[Part of a data file]
----------------------------------------
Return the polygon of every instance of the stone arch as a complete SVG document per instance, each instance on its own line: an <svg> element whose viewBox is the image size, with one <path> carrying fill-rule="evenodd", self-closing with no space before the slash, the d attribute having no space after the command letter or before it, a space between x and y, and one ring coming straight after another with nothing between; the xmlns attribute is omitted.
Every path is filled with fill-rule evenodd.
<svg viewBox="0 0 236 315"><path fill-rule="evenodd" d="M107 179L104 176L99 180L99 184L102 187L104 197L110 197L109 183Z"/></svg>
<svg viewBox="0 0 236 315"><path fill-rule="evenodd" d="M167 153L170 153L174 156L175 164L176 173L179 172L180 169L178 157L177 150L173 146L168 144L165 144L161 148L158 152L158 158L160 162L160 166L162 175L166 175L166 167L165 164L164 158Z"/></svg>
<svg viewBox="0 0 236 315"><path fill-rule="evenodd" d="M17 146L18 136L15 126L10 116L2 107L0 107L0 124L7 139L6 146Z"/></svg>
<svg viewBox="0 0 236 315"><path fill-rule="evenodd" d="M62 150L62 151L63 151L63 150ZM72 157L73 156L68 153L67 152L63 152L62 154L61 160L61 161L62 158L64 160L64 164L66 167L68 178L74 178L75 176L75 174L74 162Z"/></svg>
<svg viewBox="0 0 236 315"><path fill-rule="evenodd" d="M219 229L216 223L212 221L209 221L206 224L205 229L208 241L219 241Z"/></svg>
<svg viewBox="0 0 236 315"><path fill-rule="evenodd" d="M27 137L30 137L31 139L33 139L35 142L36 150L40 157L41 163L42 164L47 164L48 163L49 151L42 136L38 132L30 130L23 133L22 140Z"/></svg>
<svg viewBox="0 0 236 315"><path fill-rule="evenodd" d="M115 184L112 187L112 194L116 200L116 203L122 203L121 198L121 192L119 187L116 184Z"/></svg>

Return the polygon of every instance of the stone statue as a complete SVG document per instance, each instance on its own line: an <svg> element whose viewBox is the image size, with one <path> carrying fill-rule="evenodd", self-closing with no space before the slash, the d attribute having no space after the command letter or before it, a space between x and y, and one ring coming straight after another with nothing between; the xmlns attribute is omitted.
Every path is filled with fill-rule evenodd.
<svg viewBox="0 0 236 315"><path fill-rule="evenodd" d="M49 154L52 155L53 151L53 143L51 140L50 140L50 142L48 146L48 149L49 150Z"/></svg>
----------------------------------------
Required work:
Express every line of the records above as a JSON list of strings, one string per line, omitting blank lines.

Final answer:
[
  "Return the polygon of every instance of the stone arch as a complete SVG document per instance, each instance on its own line: an <svg> element whose viewBox is the image size, with one <path> carrying fill-rule=\"evenodd\", self-closing with no space before the slash, the d attribute having no space after the command letter or before it, a space between x and y, and one ring coming straight after another with nothing between; the xmlns attribute is omitted.",
  "Every path is filled with fill-rule evenodd.",
  "<svg viewBox=\"0 0 236 315\"><path fill-rule=\"evenodd\" d=\"M107 179L104 176L99 180L99 184L102 187L104 197L110 197L109 183Z\"/></svg>",
  "<svg viewBox=\"0 0 236 315\"><path fill-rule=\"evenodd\" d=\"M167 153L170 153L174 156L175 164L176 173L179 172L180 169L178 157L177 150L173 146L168 144L165 144L161 148L158 152L158 158L160 162L160 166L162 175L166 175L166 167L165 164L164 158Z\"/></svg>",
  "<svg viewBox=\"0 0 236 315\"><path fill-rule=\"evenodd\" d=\"M17 146L18 136L15 126L10 116L2 107L0 107L0 124L7 139L6 146Z\"/></svg>",
  "<svg viewBox=\"0 0 236 315\"><path fill-rule=\"evenodd\" d=\"M62 150L62 151L63 151L63 150ZM72 157L73 156L68 153L67 152L63 152L62 154L61 160L61 161L62 158L64 160L64 164L66 167L68 178L74 178L75 176L75 174L74 162Z\"/></svg>",
  "<svg viewBox=\"0 0 236 315\"><path fill-rule=\"evenodd\" d=\"M219 229L216 223L212 221L209 221L206 224L205 229L208 241L219 241Z\"/></svg>",
  "<svg viewBox=\"0 0 236 315\"><path fill-rule=\"evenodd\" d=\"M27 137L30 137L31 139L33 139L35 142L36 150L40 157L41 163L42 164L47 164L48 163L49 151L42 136L38 132L30 130L23 133L22 140Z\"/></svg>",
  "<svg viewBox=\"0 0 236 315\"><path fill-rule=\"evenodd\" d=\"M115 184L112 187L112 194L116 200L116 203L122 203L121 198L121 192L119 187L116 184Z\"/></svg>",
  "Return the polygon of every instance of the stone statue as a complete SVG document per instance, each instance on its own line: an <svg> element whose viewBox is the image size, with one <path> carrying fill-rule=\"evenodd\", self-closing with no space before the slash, the d attribute having no space after the command letter or before it, a space between x and y, and one ring coming straight after another with nothing between; the xmlns attribute is omitted.",
  "Every path is filled with fill-rule evenodd.",
  "<svg viewBox=\"0 0 236 315\"><path fill-rule=\"evenodd\" d=\"M49 154L52 155L53 151L53 143L51 140L50 140L50 142L48 146L48 149L49 150Z\"/></svg>"
]